** Selected text follows **

Inside the container, the marines found 7,200 bottles of mezcal labeled with the brand Mezcal Social, in addition to being marked as “artisanal mezcal"

Mezcal bottles
Mezcal bottles | Shutterstock

July 28, 2023 9:10am

Updated: July 28, 2023 9:11am

Mexican authorities intercepted a large shipment of liquid methamphetamine disguised as 7,200 bottles of mezcal, a distilled alcoholic beverage, inside a shipping container on Wednesday. 

Mexico’s marines were working customs duty when they came across the shipment on a Liberian-flagged vessel at the Pacific coast port of Manzanillo in Colima. The ship was headed to Australia, according to shipping documents. 

Inside the container, the marines found 7,200 bottles of mezcal labeled with the brand Mezcal Social, in addition to being marked as “artisanal mezcal.”

The merchandise was examined by a chemical identification system and a canine binomial trained in drug detection. 

Samples were taken and sent to the Pharmacology and Toxicology Laboratory for analysis and were confirmed as "positive" for methamphetamine. The bottles were found to contain about 9.5 tons of liquid methamphetamine. 

During the current year, the Secretariat of the Navy has seized approximately 124,400 kilos of methamphetamine.

The agency claimed that the seizure of the shipment contributes to weakening the distribution of drugs by criminal groups operating in this region of the country, significantly affecting their financial and operational structure and contributing to the country's internal security.

This is not the first time that methamphetamine has been moved from the North American country to Australia.

In 2022, $5.9 million worth of crystal meth was found in a shipment of electrical transformers in Hong Kong. The shipment was bound for Australia from Mexico. 

Also in 2022, Hong Kong authorities found 2 tons of liquid meth in bottles labeled as coconut water that had arrived from Mexico. The seizure was the largest in Hong Kong’s history, estimated to be worth $140 million.

** End of Selected text **
** Data excerpt follows **

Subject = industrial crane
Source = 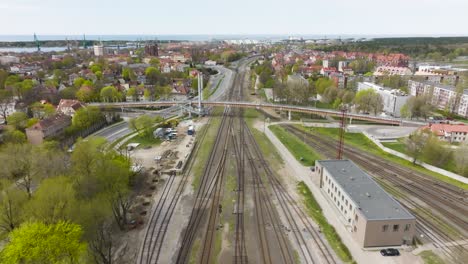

** End of Data excerpt **

▶ **Parts of the exercise**:
a. In the mezcal seizure article, about how much liquid methamphetamine did the bottles contain?
b. Please summarize the mezcal seizure article in two sentences.
c. Rewrite the stretch of the mezcal seizure article from "The merchandise was" through "of liquid methamphetamine.", swapping "merchandise" for "cargo".

▶ **Responses by item number**:
a. About 9.5 tons.

b. Mexican marines on customs duty at the Pacific port of Manzanillo, Colima, found 7,200 bottles labeled as Mezcal Social artisanal mezcal that held about 9.5 tons of liquid methamphetamine, in a container on a Liberian-flagged ship headed to Australia. This is not the first such case: in 2022, Hong Kong authorities found methamphetamine from Mexico bound for Australia hidden in electrical transformers, and separately found 2 tons of liquid meth from Mexico in bottles labeled as coconut water.

c.
The cargo was examined by a chemical identification system and a canine binomial trained in drug detection. 

Samples were taken and sent to the Pharmacology and Toxicology Laboratory for analysis and were confirmed as "positive" for methamphetamine. The bottles were found to contain about 9.5 tons of liquid methamphetamine.